» **Your task**
Give back exactly the lines from the one that includes "Expected: for every instance of the bird's" to the last line below, both included, and no further lines.

» **Excerpted records**

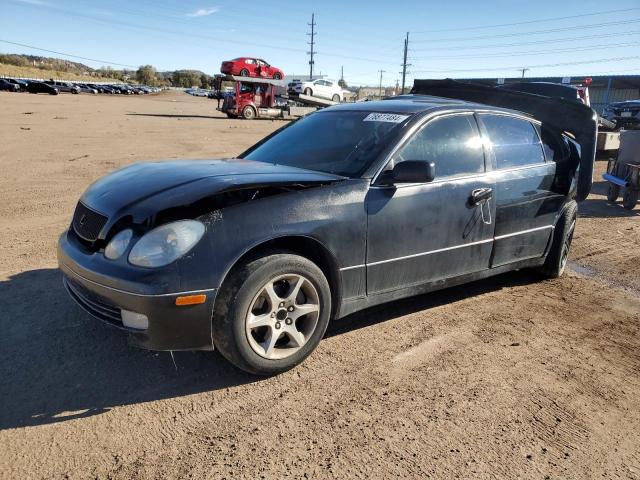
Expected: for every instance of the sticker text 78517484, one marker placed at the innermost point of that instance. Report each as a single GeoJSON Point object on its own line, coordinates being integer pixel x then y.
{"type": "Point", "coordinates": [385, 117]}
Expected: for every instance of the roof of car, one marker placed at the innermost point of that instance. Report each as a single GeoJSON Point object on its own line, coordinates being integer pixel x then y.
{"type": "Point", "coordinates": [411, 104]}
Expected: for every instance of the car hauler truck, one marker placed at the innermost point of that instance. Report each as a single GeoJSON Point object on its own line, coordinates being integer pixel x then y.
{"type": "Point", "coordinates": [258, 98]}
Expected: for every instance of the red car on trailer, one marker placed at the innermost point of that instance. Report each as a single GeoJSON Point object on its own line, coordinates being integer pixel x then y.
{"type": "Point", "coordinates": [251, 67]}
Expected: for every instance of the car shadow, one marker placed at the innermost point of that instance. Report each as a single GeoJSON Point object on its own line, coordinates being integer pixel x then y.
{"type": "Point", "coordinates": [169, 115]}
{"type": "Point", "coordinates": [57, 363]}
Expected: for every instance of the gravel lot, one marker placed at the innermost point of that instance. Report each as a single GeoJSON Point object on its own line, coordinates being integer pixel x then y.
{"type": "Point", "coordinates": [511, 377]}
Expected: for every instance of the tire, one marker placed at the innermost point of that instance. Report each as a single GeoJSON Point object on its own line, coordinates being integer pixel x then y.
{"type": "Point", "coordinates": [613, 193]}
{"type": "Point", "coordinates": [248, 113]}
{"type": "Point", "coordinates": [556, 261]}
{"type": "Point", "coordinates": [630, 198]}
{"type": "Point", "coordinates": [254, 349]}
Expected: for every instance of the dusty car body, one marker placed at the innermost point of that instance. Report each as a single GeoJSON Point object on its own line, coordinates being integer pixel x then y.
{"type": "Point", "coordinates": [291, 239]}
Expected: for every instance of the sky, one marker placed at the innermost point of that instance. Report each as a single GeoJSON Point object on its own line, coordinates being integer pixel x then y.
{"type": "Point", "coordinates": [456, 39]}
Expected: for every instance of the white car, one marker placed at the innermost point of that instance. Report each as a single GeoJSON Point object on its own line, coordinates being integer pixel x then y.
{"type": "Point", "coordinates": [322, 88]}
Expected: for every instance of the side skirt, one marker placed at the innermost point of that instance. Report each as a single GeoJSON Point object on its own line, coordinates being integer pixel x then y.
{"type": "Point", "coordinates": [353, 305]}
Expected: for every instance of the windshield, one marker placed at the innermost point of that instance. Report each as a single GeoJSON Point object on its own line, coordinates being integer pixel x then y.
{"type": "Point", "coordinates": [339, 142]}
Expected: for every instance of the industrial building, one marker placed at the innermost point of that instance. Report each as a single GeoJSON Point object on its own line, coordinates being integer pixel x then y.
{"type": "Point", "coordinates": [603, 90]}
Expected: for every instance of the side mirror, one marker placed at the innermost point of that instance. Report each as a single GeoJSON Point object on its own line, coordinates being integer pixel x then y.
{"type": "Point", "coordinates": [413, 171]}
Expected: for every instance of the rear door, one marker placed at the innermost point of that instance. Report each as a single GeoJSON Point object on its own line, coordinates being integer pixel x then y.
{"type": "Point", "coordinates": [427, 232]}
{"type": "Point", "coordinates": [526, 206]}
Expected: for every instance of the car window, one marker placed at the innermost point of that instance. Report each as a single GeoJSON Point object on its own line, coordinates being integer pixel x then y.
{"type": "Point", "coordinates": [515, 142]}
{"type": "Point", "coordinates": [341, 142]}
{"type": "Point", "coordinates": [452, 142]}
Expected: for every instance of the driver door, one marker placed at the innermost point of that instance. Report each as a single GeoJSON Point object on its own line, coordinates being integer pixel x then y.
{"type": "Point", "coordinates": [427, 232]}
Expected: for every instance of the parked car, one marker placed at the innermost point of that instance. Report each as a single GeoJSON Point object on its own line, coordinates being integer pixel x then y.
{"type": "Point", "coordinates": [623, 114]}
{"type": "Point", "coordinates": [251, 67]}
{"type": "Point", "coordinates": [64, 86]}
{"type": "Point", "coordinates": [352, 206]}
{"type": "Point", "coordinates": [322, 88]}
{"type": "Point", "coordinates": [6, 85]}
{"type": "Point", "coordinates": [197, 92]}
{"type": "Point", "coordinates": [22, 84]}
{"type": "Point", "coordinates": [86, 88]}
{"type": "Point", "coordinates": [41, 87]}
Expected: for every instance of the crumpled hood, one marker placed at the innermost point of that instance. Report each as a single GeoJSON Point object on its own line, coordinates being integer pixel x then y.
{"type": "Point", "coordinates": [144, 189]}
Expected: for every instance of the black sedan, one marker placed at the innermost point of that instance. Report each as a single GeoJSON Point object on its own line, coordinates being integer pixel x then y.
{"type": "Point", "coordinates": [8, 86]}
{"type": "Point", "coordinates": [41, 87]}
{"type": "Point", "coordinates": [350, 207]}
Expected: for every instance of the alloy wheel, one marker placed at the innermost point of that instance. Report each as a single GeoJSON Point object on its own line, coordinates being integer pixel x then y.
{"type": "Point", "coordinates": [282, 316]}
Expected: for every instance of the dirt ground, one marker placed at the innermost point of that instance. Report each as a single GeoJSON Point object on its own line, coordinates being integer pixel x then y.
{"type": "Point", "coordinates": [511, 377]}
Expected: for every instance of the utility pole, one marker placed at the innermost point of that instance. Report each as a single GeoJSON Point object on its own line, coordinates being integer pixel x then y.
{"type": "Point", "coordinates": [312, 44]}
{"type": "Point", "coordinates": [404, 61]}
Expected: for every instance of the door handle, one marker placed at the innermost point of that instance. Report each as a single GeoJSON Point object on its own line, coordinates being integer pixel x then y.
{"type": "Point", "coordinates": [480, 195]}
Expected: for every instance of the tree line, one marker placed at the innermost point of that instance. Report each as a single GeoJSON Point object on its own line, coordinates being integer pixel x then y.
{"type": "Point", "coordinates": [145, 74]}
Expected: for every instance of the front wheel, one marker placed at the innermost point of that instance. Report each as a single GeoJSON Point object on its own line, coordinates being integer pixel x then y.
{"type": "Point", "coordinates": [630, 198]}
{"type": "Point", "coordinates": [613, 192]}
{"type": "Point", "coordinates": [558, 254]}
{"type": "Point", "coordinates": [271, 313]}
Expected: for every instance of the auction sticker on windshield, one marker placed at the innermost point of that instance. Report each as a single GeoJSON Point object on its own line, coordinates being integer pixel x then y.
{"type": "Point", "coordinates": [385, 117]}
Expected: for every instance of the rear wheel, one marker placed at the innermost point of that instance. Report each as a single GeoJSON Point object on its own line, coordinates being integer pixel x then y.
{"type": "Point", "coordinates": [613, 192]}
{"type": "Point", "coordinates": [271, 313]}
{"type": "Point", "coordinates": [558, 255]}
{"type": "Point", "coordinates": [630, 198]}
{"type": "Point", "coordinates": [248, 113]}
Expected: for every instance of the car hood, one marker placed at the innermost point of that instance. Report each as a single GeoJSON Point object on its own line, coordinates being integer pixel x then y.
{"type": "Point", "coordinates": [144, 189]}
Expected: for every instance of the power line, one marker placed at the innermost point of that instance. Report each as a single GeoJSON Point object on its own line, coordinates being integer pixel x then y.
{"type": "Point", "coordinates": [519, 68]}
{"type": "Point", "coordinates": [532, 52]}
{"type": "Point", "coordinates": [520, 44]}
{"type": "Point", "coordinates": [404, 61]}
{"type": "Point", "coordinates": [534, 32]}
{"type": "Point", "coordinates": [527, 22]}
{"type": "Point", "coordinates": [312, 43]}
{"type": "Point", "coordinates": [69, 55]}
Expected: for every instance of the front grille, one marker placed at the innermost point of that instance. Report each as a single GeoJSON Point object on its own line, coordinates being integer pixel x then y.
{"type": "Point", "coordinates": [87, 224]}
{"type": "Point", "coordinates": [93, 304]}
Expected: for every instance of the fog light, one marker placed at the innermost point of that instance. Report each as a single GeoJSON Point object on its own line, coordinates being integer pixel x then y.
{"type": "Point", "coordinates": [134, 320]}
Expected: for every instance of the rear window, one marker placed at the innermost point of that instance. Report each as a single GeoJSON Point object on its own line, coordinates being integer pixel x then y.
{"type": "Point", "coordinates": [515, 142]}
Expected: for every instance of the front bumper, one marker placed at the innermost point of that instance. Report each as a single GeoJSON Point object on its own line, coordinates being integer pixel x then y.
{"type": "Point", "coordinates": [170, 327]}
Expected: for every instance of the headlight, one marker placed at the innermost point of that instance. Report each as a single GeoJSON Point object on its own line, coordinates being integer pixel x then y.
{"type": "Point", "coordinates": [167, 243]}
{"type": "Point", "coordinates": [118, 244]}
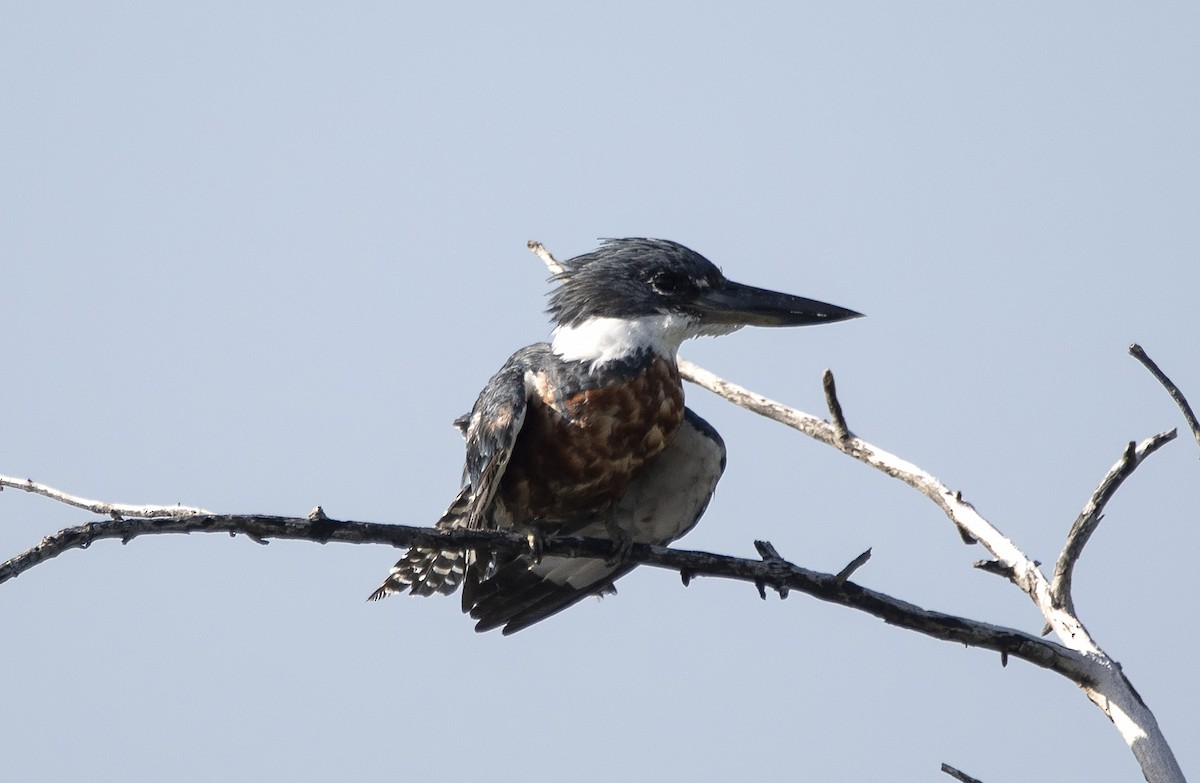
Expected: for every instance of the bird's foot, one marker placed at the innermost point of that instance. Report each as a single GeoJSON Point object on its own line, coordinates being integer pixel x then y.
{"type": "Point", "coordinates": [623, 544]}
{"type": "Point", "coordinates": [537, 545]}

» **Answer section**
Expected: for every instance of the bird's foot, one marker placed at the innermost point of that instance. Report each as a single GeoJSON Point object on its own line, coordinates being integer pixel x then y.
{"type": "Point", "coordinates": [623, 544]}
{"type": "Point", "coordinates": [537, 545]}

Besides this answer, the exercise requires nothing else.